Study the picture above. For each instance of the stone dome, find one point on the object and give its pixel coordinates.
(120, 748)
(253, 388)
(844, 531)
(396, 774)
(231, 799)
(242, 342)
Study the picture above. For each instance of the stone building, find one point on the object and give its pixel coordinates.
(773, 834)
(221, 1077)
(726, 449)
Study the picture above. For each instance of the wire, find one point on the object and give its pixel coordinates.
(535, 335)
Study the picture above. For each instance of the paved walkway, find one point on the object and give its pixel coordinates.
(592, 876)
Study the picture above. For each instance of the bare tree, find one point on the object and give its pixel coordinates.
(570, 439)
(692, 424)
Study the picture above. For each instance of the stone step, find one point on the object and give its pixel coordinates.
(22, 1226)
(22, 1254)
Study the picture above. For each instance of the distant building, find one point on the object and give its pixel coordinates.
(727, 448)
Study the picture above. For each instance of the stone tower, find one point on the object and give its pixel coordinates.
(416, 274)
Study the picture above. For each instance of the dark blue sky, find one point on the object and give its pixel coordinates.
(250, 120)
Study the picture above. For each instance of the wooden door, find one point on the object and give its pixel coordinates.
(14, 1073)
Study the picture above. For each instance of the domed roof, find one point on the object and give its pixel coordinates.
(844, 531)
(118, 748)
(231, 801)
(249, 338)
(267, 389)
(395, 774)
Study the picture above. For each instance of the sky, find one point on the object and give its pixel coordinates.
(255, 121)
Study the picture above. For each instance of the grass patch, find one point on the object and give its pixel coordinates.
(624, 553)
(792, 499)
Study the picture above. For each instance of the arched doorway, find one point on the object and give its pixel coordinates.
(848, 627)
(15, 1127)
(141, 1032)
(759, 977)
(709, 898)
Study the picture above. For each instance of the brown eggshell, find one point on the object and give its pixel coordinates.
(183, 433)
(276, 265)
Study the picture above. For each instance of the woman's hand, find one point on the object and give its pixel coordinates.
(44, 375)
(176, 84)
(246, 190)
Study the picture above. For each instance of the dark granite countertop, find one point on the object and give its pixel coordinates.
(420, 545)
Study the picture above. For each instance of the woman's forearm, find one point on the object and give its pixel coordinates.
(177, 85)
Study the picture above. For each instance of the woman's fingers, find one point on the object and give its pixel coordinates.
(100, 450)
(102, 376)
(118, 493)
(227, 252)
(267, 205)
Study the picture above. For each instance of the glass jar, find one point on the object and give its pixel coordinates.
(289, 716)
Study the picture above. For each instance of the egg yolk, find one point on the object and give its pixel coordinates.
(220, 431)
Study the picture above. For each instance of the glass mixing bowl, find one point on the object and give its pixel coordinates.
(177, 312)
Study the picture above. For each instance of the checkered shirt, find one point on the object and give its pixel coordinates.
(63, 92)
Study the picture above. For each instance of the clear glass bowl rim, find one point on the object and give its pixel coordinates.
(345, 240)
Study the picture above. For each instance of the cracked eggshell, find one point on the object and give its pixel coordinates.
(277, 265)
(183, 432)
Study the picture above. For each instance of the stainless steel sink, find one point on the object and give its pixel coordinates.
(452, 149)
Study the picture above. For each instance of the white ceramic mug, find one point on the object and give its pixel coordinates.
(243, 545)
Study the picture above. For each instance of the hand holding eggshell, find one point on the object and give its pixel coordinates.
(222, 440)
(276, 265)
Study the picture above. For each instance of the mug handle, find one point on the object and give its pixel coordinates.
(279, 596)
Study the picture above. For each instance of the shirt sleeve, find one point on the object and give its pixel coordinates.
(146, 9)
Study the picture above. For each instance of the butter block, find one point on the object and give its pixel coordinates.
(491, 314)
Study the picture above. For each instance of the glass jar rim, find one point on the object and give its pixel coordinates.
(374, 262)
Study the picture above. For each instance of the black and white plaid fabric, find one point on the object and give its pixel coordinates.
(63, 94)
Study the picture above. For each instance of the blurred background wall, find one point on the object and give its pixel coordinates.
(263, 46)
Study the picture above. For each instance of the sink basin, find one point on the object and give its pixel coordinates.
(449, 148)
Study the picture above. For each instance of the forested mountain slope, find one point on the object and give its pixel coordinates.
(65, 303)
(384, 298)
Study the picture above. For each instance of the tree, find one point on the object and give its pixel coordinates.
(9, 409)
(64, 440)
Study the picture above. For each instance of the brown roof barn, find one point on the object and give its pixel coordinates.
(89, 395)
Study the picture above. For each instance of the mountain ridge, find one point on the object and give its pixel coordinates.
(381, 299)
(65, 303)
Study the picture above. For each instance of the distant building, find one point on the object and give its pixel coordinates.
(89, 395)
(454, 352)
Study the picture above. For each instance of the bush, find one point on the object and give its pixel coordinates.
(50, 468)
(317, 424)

» **To do**
Whatever appears in the listing above, write it down again exactly.

» **Result for this task**
Study the picture above. For each instance of the stone dome, find one point on the object and give its pixel coordinates.
(120, 748)
(253, 388)
(844, 531)
(396, 774)
(231, 799)
(242, 342)
Study the picture above. For each instance of the stone building, find one point on the object and give its pixel coordinates.
(773, 834)
(221, 1077)
(726, 449)
Study the picture above. For each instance of the wire, find one point on the object and give its pixel coordinates.
(535, 335)
Study the picture above. For each instance of the paved walkway, find one point on the object and give its pixel coordinates.
(592, 876)
Study the picture above. For each instance of the bare tree, find one point on the object and give its pixel coordinates.
(570, 439)
(692, 424)
Study the picture above. For each instance of the stone step, find one point on the object and give its pixel coordinates.
(22, 1226)
(22, 1254)
Study the picture above. For each instance of the distant building, find one point on the object and give its pixel coordinates.
(727, 448)
Study the picture above. For each instance of the stone tower, find one point on the object and give its pixel coordinates.
(416, 274)
Study the picture above. For each instance of the dark blue sky, find one point on the object and give its pixel coordinates.
(250, 120)
Study the picture above. For each instance of the wooden door, find one point on the object and give its pixel coordinates.
(14, 1073)
Study the picture above. For each instance of the domed roof, find one point on the object and give its pixel coordinates.
(844, 531)
(118, 748)
(231, 801)
(249, 338)
(267, 389)
(395, 774)
Study the picture above. For each instance of the sky, find one point on the object and give its pixel coordinates.
(255, 121)
Study the picture above. For each instance of the grass patch, find one point on the object and give its pixel coordinates.
(624, 553)
(792, 499)
Study the picture above. For each instance of the arched doorway, find one point on the object and give its pixel coordinates.
(848, 627)
(15, 1127)
(141, 1032)
(759, 977)
(709, 898)
Study the picture above. For each instance of the brown eggshell, find one point on the object and give its pixel coordinates.
(183, 433)
(276, 265)
Study the picture above. For each instance of the woman's hand, find one point on the object and give its pixel coordinates.
(44, 375)
(176, 84)
(246, 190)
Study the picture above. For each instance of the dark granite countertop, find one point on the object and give its pixel coordinates.
(420, 545)
Study the picture above. For each instance of the woman's forearm, find one point on the object and give its pixel coordinates.
(177, 85)
Study the picture above. For each instance of the woman's fingers, find one point on the object and give its pixel coordinates.
(100, 450)
(102, 376)
(118, 493)
(227, 252)
(267, 205)
Study the picture above. For each instance of the glass jar, find one point on the object and give its pixel coordinates.
(289, 716)
Study the picture above. For each instance of the egg yolk, find one point on the object and give its pixel coordinates.
(220, 431)
Study the picture above. For each instance of the glass mixing bowl, find one point on the object and give its pixel coordinates.
(177, 312)
Study the picture above. For each instance of the checkered shirt, find one point on the object and give its pixel coordinates.
(63, 92)
Study the picture above. For each instance of the clear glass bowl rim, find one point on the object and give its pixel coordinates.
(345, 240)
Study the picture above. For each instance of the cracked eggshell, find one point on the object and give its pixel coordinates.
(277, 265)
(183, 432)
Study the picture above. For each instance of the stainless steel sink, find one point on the object and give its pixel coordinates.
(452, 149)
Study the picture above. For each instance of the white ceramic mug, find one point on the object and give its pixel coordinates.
(243, 545)
Study the picture above. For each instance of the hand holding eggshell, find one point on the object and give its pixel coordinates.
(222, 440)
(276, 265)
Study the picture above. For each instance of the mug handle, find one point on the object and give its pixel coordinates.
(279, 596)
Study the picture above. For each instance of the shirt sleeve, find one point on the object and give its pixel coordinates.
(146, 9)
Study the picture above. For each instance of the butter block, find one point on the object and give its pixel coordinates.
(491, 314)
Study the picture above. For each instance of the glass jar rim, find one point on the object and give its pixel coordinates.
(374, 262)
Study the picture above. For each instance of the black and white plaid fabric, find one point on the object and give its pixel coordinates.
(63, 94)
Study the picture above. For each instance of the blurred background wall, find one point on the object and give its pixel coordinates.
(263, 46)
Study the picture above. For each instance of the sink basin, find one point on the object and give its pixel coordinates.
(449, 148)
Study the picture above. For each instance of the forested mountain slope, find one point on the object and give its pixel coordinates.
(65, 303)
(384, 298)
Study the picture above. For each instance of the tree, find one point on the object and give its pixel coordinates.
(9, 409)
(64, 440)
Study the picture above. For each instance of the brown roof barn, find one point on the object and give its pixel coordinates.
(89, 395)
Study the picture above. For each instance of the mountain ridge, find one point on the object and give its pixel coordinates.
(381, 299)
(65, 303)
Study the picture above. For each instance of the distant building, find one point on the object and give its pixel coordinates.
(89, 395)
(454, 352)
Study the picture above. For each instance of the bush, find one point on the object and give its pixel coordinates.
(50, 468)
(317, 424)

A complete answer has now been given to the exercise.